Record set

• • • • • • •

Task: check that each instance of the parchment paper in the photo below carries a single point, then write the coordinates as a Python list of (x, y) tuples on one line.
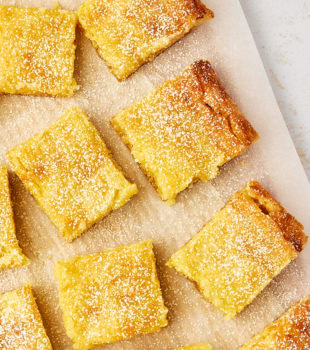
[(225, 41)]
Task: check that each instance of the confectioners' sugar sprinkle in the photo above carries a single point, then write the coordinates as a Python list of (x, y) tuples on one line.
[(39, 59), (110, 296), (20, 322), (130, 33), (71, 174), (241, 249), (184, 130)]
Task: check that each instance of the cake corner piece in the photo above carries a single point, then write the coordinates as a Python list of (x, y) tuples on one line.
[(40, 59), (121, 281), (256, 238), (21, 322), (289, 331)]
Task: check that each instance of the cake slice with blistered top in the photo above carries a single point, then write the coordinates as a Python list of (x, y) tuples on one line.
[(128, 33), (21, 326), (110, 296), (10, 253), (184, 130), (244, 246), (71, 173)]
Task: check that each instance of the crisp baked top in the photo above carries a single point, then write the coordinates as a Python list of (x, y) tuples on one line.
[(10, 252), (184, 130), (127, 33), (244, 246), (37, 51), (110, 296), (290, 332), (71, 173), (21, 325)]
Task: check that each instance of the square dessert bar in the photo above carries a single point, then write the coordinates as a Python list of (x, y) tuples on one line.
[(203, 346), (71, 174), (289, 332), (244, 246), (110, 296), (37, 51), (10, 252), (128, 33), (21, 326), (184, 130)]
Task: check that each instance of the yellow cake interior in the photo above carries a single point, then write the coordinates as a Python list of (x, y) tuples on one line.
[(110, 296), (71, 173)]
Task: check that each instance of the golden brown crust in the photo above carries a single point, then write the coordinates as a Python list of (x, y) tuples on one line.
[(192, 139), (291, 228), (71, 173), (217, 98), (10, 253), (250, 242), (129, 33), (289, 332), (38, 60)]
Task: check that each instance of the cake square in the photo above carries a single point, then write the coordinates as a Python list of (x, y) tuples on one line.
[(37, 51), (244, 246), (128, 33), (289, 332), (203, 346), (110, 296), (10, 253), (70, 172), (184, 130), (21, 325)]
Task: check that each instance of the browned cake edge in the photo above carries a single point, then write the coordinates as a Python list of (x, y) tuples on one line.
[(217, 99), (297, 314), (203, 14), (291, 228)]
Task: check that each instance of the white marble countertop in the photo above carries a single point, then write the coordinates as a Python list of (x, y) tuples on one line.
[(281, 30)]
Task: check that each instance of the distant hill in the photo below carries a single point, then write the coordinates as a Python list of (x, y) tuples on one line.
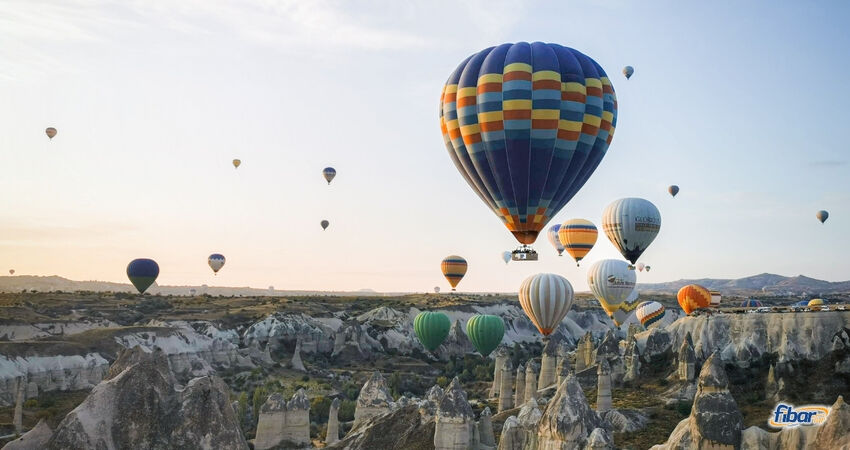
[(765, 283)]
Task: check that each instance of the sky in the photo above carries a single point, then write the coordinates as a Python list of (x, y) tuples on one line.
[(741, 104)]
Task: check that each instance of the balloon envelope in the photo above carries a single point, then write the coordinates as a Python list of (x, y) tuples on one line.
[(612, 283), (431, 328), (329, 173), (554, 239), (578, 236), (546, 298), (216, 262), (485, 332), (142, 273), (673, 190), (631, 224), (693, 297), (453, 268), (526, 125), (649, 313)]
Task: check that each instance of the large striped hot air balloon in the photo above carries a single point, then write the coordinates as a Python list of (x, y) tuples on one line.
[(693, 297), (142, 273), (649, 313), (552, 234), (546, 298), (578, 236), (454, 268), (526, 125), (431, 328), (612, 282), (631, 224), (485, 332)]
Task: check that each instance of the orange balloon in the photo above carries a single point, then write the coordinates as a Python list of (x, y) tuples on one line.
[(693, 297)]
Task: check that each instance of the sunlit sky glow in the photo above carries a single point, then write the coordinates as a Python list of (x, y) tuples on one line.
[(742, 104)]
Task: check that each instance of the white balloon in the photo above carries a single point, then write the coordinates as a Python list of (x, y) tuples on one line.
[(546, 298)]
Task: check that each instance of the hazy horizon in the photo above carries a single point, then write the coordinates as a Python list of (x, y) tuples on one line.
[(153, 100)]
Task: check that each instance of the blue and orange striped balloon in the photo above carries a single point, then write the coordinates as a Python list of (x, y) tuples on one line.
[(454, 268), (526, 124)]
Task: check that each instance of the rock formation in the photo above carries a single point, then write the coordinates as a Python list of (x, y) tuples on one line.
[(454, 420), (603, 387), (715, 421), (333, 423), (139, 406), (506, 386), (501, 354), (374, 399), (567, 420), (519, 395), (530, 382), (283, 423), (687, 361)]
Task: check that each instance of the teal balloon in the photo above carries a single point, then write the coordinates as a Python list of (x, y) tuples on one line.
[(431, 328), (485, 332)]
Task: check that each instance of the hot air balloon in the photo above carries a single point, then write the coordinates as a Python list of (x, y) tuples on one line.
[(329, 173), (578, 236), (673, 190), (485, 332), (612, 282), (526, 125), (554, 239), (506, 256), (454, 268), (631, 224), (693, 297), (546, 298), (142, 273), (431, 328), (216, 262), (649, 313)]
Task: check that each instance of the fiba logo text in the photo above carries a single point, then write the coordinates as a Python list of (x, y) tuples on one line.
[(789, 416)]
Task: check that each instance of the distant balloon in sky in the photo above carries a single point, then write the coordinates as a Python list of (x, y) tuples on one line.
[(612, 283), (485, 331), (216, 262), (578, 236), (554, 239), (546, 298), (526, 125), (693, 297), (431, 328), (673, 190), (142, 273), (631, 224), (329, 173), (454, 268)]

• • • • • • •

What you are asked to do
Verbatim copy without images: write the records above out in full.

Response to the exercise
Task: check that each instance of the parchment paper in the photo below carries a single point, then write the coordinates as a Python list of (x, y) tuples on one line.
[(225, 41)]
Task: check that each instance of the confectioners' sugar sprinkle in the photo above carries a single point, then write the coordinates as a Python list of (x, y) tuples on one line.
[(39, 59), (110, 296), (20, 322), (130, 33), (71, 174), (241, 249), (184, 130)]
Task: check that each instance of the cake corner piece in the photo above carries a single point, then write the coordinates as a Python list of (x, y) tuples on one line.
[(40, 59), (121, 281), (256, 238), (21, 322), (289, 331)]
Task: check that each instance of the cake slice with blistered top in the photo above carries a single point, then write the coordinates as a Python list of (x, y) tuples on one line.
[(128, 33), (21, 326), (110, 296), (10, 253), (184, 130), (244, 246), (71, 173)]
Task: check that each instance of the crisp baked top in the photo above carries a single point, then write the coordinates as a Python list of (x, y) tuples on one line.
[(10, 252), (184, 130), (127, 33), (244, 246), (37, 51), (110, 296), (290, 332), (71, 173), (21, 325)]
Task: check that each instance of the square dessert bar in the photo above carries a single point, then write the coordinates as a Python list of (x, y) tuples on one line.
[(203, 346), (71, 174), (289, 332), (244, 246), (110, 296), (37, 51), (10, 252), (128, 33), (21, 326), (184, 130)]
Task: check that each instance of the yellow cake interior in the photo above carries a single point, then write the coordinates as a Python list of (x, y) tuples on one line.
[(110, 296), (71, 173)]
Task: check that each instance of the golden brown crust in the photo above carries a single point, then write the coordinates as a Python list of (x, y) tuples on one line.
[(192, 139), (291, 228), (71, 173), (217, 98), (10, 253), (250, 242), (129, 33), (289, 332), (38, 60)]
Task: check that each instance of the cake square in the photo above carries a single point, then write the coordinates as a Python list of (x, y) tuples on one line.
[(37, 51), (244, 246), (128, 33), (289, 332), (203, 346), (110, 296), (10, 253), (70, 172), (184, 130), (21, 325)]
Task: check that each instance of the browned cake edge in the photo above carries a single point, then write the coordinates as a Python list of (x, y) tuples on one line.
[(217, 99), (297, 314), (203, 14), (291, 228)]
Task: check that each instance of the white marble countertop in the photo above carries a single point, then write the coordinates as a Python list of (x, y) tuples on one line.
[(281, 30)]
Task: check that each instance of the distant hill in the photo below carries a single point, then write the coordinates as a Python list of (x, y) tuples on one line.
[(765, 283)]
Task: check that each instance of the sky in the photo above carries a single point, then write the coordinates as a Python list of (x, y) tuples on one line.
[(741, 104)]
Task: check that each instance of the balloon envelope in the photo above carries a single point, then write the coordinates as a Python list of (x, y) tuples on one line.
[(612, 283), (431, 328), (329, 173), (554, 239), (578, 236), (546, 298), (216, 262), (485, 332), (142, 273), (673, 190), (631, 224), (693, 297), (453, 268), (526, 125), (649, 313)]
Task: check that each instance of the large striped hot air balloon in the photo above carries a single point, then write the coordinates as a Python list of (x, y) tuples on one line.
[(693, 297), (142, 273), (649, 313), (552, 234), (546, 298), (578, 236), (454, 268), (526, 125), (431, 328), (612, 282), (631, 224), (485, 332)]
Task: check that each instance of the orange balloon in the photo above carries a single point, then write the coordinates as a Python list of (x, y) tuples on one line.
[(693, 297)]
Task: check that each instance of the sunlit sky glow in the photo above carries a single point, then write the coordinates as a Python list of (x, y) tuples on one line.
[(742, 104)]
Task: check that each instance of the white balloon in the photo above carries a single point, then write the coordinates as a Python list of (x, y) tuples on one line.
[(546, 298)]
Task: check that each instance of the hazy horizon in the photo above carries a single point, then write the coordinates as a Python list of (x, y) tuples on one line.
[(153, 100)]
Task: check that each instance of the blue and orange striped balloon in the photo above carries a single point, then write the coordinates as a Python list of (x, y) tuples on one line.
[(454, 268), (526, 124)]
Task: check that each instance of the rock formation in the photo above carries a single point, then write the coordinates as a Python list of (x, y) tuples on one line.
[(454, 420), (603, 387), (715, 421), (333, 423), (139, 406), (506, 386), (501, 354), (374, 399), (567, 420), (519, 395), (530, 382), (283, 423), (687, 361)]
Task: check that each instance of the teal balloon in the photo above carries a single point, then write the coordinates as a Python list of (x, y) tuples on one line.
[(431, 328), (485, 332)]
Task: check that each instance of the hot air balloon in the photo above carries a single point, then write the coordinates as a Python list of (x, y) tuples on one line.
[(329, 173), (578, 236), (673, 190), (485, 332), (612, 282), (526, 125), (554, 239), (506, 256), (454, 268), (631, 224), (693, 297), (546, 298), (142, 273), (431, 328), (216, 262), (649, 313)]
Task: check that each instance of the fiba logo text in the photo above carries a single point, then write the coordinates as a Python list of (x, y) tuples on one line.
[(789, 416)]
Task: check that each instance of the distant balloon in sky in the photo above carries a single point, then write the coordinates as a Python list of (x, y) tuples on one line.
[(612, 283), (485, 331), (216, 262), (578, 236), (554, 239), (546, 298), (526, 125), (693, 297), (431, 328), (673, 190), (142, 273), (631, 224), (329, 173), (454, 268)]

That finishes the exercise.